───── Data for processing ─────
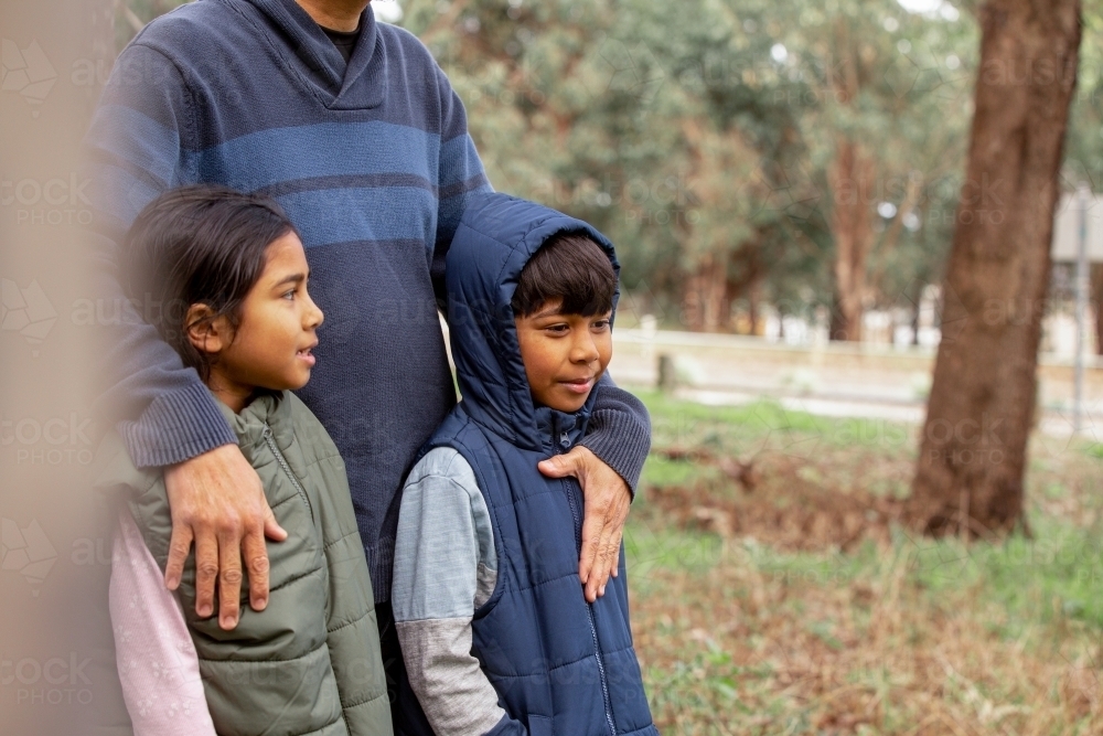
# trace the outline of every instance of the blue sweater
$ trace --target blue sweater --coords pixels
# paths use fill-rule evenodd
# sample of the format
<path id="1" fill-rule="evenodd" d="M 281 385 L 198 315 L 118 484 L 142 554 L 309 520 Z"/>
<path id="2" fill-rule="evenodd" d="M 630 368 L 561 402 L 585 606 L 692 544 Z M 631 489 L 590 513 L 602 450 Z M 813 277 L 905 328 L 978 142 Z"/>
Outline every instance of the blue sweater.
─────
───── Data for processing ─────
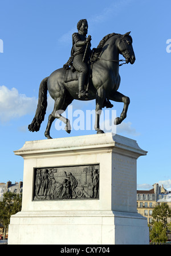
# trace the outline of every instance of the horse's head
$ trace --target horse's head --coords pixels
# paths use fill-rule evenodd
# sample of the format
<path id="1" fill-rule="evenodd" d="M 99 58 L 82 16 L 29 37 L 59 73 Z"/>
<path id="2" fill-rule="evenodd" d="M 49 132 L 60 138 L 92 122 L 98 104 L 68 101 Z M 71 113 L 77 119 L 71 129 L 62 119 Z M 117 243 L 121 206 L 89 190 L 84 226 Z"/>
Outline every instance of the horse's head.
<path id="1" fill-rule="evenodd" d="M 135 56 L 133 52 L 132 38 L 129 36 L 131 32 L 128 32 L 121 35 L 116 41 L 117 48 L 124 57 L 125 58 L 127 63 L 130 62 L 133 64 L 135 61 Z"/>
─────
_What you have to do:_ Reproduce the lines from the one containing "# trace the outline of every instance of the blue" through the one containing "Outline every instance of the blue sweater.", changing every "blue sweater" to "red scarf" and keeping all else unchanged. Give only those lines.

_Written solution:_
# trace the outline of every instance of the red scarf
$ trace --target red scarf --coords pixels
# paths use fill-rule evenodd
# sample of the format
<path id="1" fill-rule="evenodd" d="M 281 385 L 198 315 L 118 484 L 142 554 L 309 520 Z"/>
<path id="2" fill-rule="evenodd" d="M 630 368 L 561 402 L 585 606 L 692 544 Z M 631 489 L 590 513 L 602 450 Z M 813 277 L 905 328 L 978 142 Z"/>
Outline every instance of the red scarf.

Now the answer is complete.